• [WORK REQUIRED]:
The response should be an exact copy of the records, with the pictures removed.

(Region pointing data)
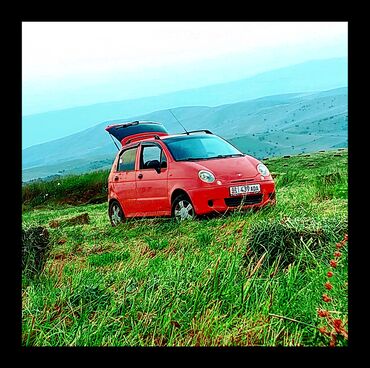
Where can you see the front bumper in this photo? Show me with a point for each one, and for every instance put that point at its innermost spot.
(216, 198)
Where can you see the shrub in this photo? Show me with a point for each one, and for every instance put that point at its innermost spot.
(35, 250)
(285, 238)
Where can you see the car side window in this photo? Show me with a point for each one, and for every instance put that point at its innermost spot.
(126, 161)
(150, 156)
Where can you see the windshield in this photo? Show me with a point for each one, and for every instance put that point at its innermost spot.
(201, 147)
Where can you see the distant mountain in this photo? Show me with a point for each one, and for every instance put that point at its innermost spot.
(268, 126)
(317, 75)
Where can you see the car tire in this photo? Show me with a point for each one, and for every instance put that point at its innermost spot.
(182, 208)
(115, 213)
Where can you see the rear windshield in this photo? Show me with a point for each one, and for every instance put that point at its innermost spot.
(200, 147)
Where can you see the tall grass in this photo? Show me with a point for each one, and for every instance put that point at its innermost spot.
(247, 278)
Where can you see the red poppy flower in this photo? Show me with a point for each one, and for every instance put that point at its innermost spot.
(337, 325)
(322, 313)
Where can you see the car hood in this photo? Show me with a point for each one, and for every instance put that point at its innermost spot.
(231, 168)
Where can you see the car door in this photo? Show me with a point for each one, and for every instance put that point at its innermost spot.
(124, 180)
(152, 184)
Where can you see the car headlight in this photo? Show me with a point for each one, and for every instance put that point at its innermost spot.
(263, 170)
(206, 176)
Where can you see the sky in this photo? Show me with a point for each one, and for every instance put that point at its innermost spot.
(69, 64)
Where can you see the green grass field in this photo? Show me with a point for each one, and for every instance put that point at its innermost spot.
(245, 278)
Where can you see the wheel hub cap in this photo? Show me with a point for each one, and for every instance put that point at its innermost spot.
(184, 210)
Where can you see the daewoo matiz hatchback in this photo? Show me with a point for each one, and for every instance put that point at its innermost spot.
(182, 175)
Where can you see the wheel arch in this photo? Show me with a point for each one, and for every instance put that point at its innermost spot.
(177, 192)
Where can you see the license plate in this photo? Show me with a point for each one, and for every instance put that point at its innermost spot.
(245, 189)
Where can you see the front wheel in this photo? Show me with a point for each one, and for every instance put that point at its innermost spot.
(182, 208)
(115, 213)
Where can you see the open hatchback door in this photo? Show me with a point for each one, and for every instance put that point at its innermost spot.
(129, 132)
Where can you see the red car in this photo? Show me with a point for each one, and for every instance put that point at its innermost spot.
(182, 175)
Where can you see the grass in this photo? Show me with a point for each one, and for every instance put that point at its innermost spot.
(247, 278)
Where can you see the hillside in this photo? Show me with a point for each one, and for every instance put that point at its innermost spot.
(242, 279)
(264, 127)
(316, 75)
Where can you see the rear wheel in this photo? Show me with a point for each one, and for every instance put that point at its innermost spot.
(182, 208)
(115, 212)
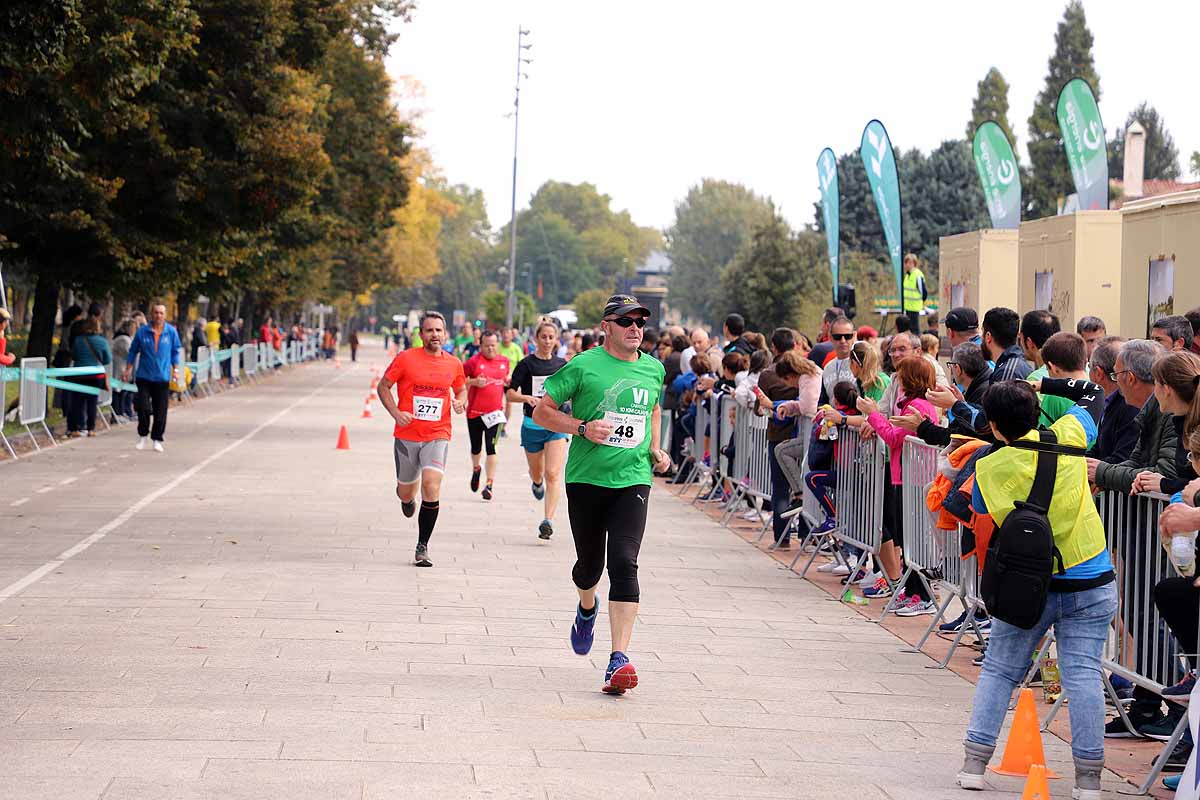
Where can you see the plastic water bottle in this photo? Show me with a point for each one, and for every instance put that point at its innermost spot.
(1183, 552)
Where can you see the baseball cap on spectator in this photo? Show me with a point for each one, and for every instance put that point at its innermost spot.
(961, 319)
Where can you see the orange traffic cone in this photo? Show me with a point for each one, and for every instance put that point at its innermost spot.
(1036, 786)
(1024, 746)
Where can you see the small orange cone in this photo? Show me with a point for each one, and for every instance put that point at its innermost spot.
(1036, 786)
(1024, 746)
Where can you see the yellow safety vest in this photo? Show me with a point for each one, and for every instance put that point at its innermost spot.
(912, 299)
(1007, 476)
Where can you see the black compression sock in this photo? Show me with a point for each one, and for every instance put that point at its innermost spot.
(426, 519)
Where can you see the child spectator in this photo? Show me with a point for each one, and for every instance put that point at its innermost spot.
(916, 377)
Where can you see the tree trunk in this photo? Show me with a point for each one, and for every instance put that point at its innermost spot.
(41, 326)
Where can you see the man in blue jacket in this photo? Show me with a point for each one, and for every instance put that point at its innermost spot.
(155, 349)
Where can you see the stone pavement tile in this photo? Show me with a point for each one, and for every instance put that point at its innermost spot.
(724, 786)
(593, 782)
(431, 750)
(52, 787)
(649, 763)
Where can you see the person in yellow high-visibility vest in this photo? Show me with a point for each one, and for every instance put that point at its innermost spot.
(915, 292)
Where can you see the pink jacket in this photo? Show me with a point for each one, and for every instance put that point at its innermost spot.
(893, 435)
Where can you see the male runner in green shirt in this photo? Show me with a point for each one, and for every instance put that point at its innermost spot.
(616, 419)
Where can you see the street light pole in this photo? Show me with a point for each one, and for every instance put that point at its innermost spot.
(510, 305)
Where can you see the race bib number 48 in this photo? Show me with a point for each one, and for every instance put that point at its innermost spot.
(628, 429)
(427, 408)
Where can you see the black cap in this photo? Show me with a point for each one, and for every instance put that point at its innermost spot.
(623, 304)
(961, 319)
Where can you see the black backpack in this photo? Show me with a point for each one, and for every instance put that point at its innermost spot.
(1021, 554)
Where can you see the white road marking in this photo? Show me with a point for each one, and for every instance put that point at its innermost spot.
(129, 513)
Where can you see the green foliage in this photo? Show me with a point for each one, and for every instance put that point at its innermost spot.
(495, 312)
(713, 223)
(589, 307)
(768, 281)
(939, 193)
(990, 104)
(1162, 156)
(465, 252)
(570, 239)
(1072, 58)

• [EXERCISE RESPONSE]:
Where can you see the front bumper in this photo? Show me with a point for each one, and for every instance put that point at its innermost spot.
(216, 198)
Where can you see the shrub in this photo? Show me with a point for each one, and for every instance put that point at its innermost spot.
(35, 250)
(285, 238)
Where can you see the car side window in this photo? Show me with a point for each one, and for every instance put that point at its innermost spot.
(126, 161)
(150, 156)
Where can you see the windshield in this photo? Show me with a point for each one, and for every instance put that point at its innermost spot.
(201, 147)
Where can you see the distant mountain in this photo? Show me with a point for each one, and for every instance put that point at its innermost spot.
(268, 126)
(317, 75)
Where can you see the car tire in this photo? Show me with a point for each one, and for every instance put that point at its innermost spot.
(182, 208)
(115, 213)
Where can you see the rear windshield in this photo? Show me with a point for each one, and for every instance put that point at its innermost spot.
(200, 147)
Where can you see the tall grass in this photo? Show me with a point for each one, and for every instance put that point at its innermost spot.
(247, 278)
Where can you see the red poppy flower in this photo? Show me with a point for each one, and for every instance put that point at its innermost spot.
(337, 325)
(322, 313)
Where can you see the car hood in this photo? Show me with a point for each one, and for every instance put that point at its innermost spot.
(231, 168)
Where can you see the car door in this photo? Show me with a point for each one, and for every instance put that point at its innermost spot.
(124, 180)
(152, 184)
Where can you see the car headlight in this photo? Show me with a point for each one, and for every instance put that point at its innermost spot.
(263, 170)
(206, 176)
Where can you see the sky in this photo? Show me with a point for each one, and for every instance put that point at its innermost spot.
(69, 64)
Where can you see the green grass field in this photo? Show me with a point for each one, and for every instance put that point at its innermost spot.
(245, 278)
Where can you see the wheel hub cap in this photo? Show me with a point for each one, and for every instance put that point at its innermost spot.
(184, 210)
Where can you see the daewoo matiz hatchback in this photo? Show me with a point for each one, and for every instance put that point at its innermost spot.
(182, 175)
Where can you see the wheel arch in this photo? Show me with a point for each one, and for every instance put that point at its innermost spot.
(177, 192)
Where can you see the license plate in this photo? Show me with a point for each one, and for every instance put that point at its innermost spot.
(245, 189)
Where can you see the front wheel in this photo? Show me with a point for each one, and for every instance put that point at its innermost spot.
(182, 208)
(115, 213)
Where can you see the open hatchback door in this photo? Show me with a point for each one, and for every instance put that point at its innermost spot.
(129, 132)
Where can you see the red car in this photo? Show me with a point for each one, and for every instance put that point at its innermost spot.
(182, 175)
Where can you see the grass in this photo? Show me with a point for each one, and for every instance put that point at its innermost spot.
(247, 278)
Where can you see the hillside in this photo? Show me with a point for each one, and for every instance put that point at its innermost spot.
(242, 279)
(264, 127)
(316, 75)
Where can you see the rear wheel in this photo? Show me with a point for each one, and for every instance put that point at its innermost spot.
(182, 208)
(115, 212)
Where can you see the plastic water bottle in this photo? Show me with a point for each one, and for every instance put that point at its innermost spot.
(1183, 552)
Where can you see the baseball cap on spectator in this photo? Show me with a point for each one, and for every instance put that point at its innermost spot.
(961, 319)
Where can you see the orange traffic cone in this photo? Show me with a point for each one, and for every instance put that point at its innermost spot.
(1036, 786)
(1024, 746)
Where can you see the small orange cone in this photo? Show me with a point for each one, and for every instance put that point at its innermost spot.
(1036, 786)
(1024, 746)
Where can you see the yellow safety vest in this photo? Show me with a point for each one, and for every instance put that point at its innermost spot.
(912, 299)
(1007, 476)
Where can you see the black compression sock in this photo? Show me with a point for each one, and for every instance put that point at its innermost spot.
(426, 519)
Where can you see the child spectator in this photo? Show me with a point for each one, and for every instance put that point at its innermost spot.
(916, 377)
Where can you see the tree trunk in this photo? Show me with a point for each one, and for every instance put that point at its innermost spot.
(41, 326)
Where can you see the man in blue jacket in this photo? Show me with a point for each one, and for every instance put that point at its innermost spot.
(155, 349)
Where can you see the stone pavement tile in this photo? Show me with a point for each one, and for every instance put that point at its innermost spot.
(724, 786)
(593, 782)
(431, 750)
(52, 787)
(649, 763)
Where can you see the person in yellow high-visibility vest in this photo? Show me with a point for each one, and for every instance put that point at its innermost spot.
(915, 292)
Where can you see the pink jacket in this photo? Show me with a point for each one, and for every instance put that point at its innermost spot.
(893, 435)
Where can you see the male runner in green shirt in this photo? Show me with a point for each one, and for every instance put that point at its innermost spot.
(616, 419)
Where can you see the street light pole in this photo? Show me with a point for each one, and for every instance put that point at its innermost spot.
(510, 305)
Where can you see the race bib number 48 in this photo? Show me with a point for each one, and for every instance put that point at its innermost spot.
(628, 429)
(427, 408)
Where can you see the black cap in this photo? Show me with a point for each one, and for every instance put that point at its innermost spot.
(623, 304)
(961, 319)
Where can you see the black backpack in this photo? Show me with a point for each one, and for every instance put that point at its innermost spot.
(1021, 554)
Where can you see the white road marking in this photo? Show me with a point for each one, and for every instance put that point at its innermost spot.
(129, 513)
Where can you see the green foliage in this photo? Show me with a point for each one, and for every instance put that point at its innermost spot.
(495, 312)
(713, 223)
(589, 307)
(768, 281)
(939, 193)
(990, 104)
(1162, 156)
(465, 252)
(570, 239)
(1072, 58)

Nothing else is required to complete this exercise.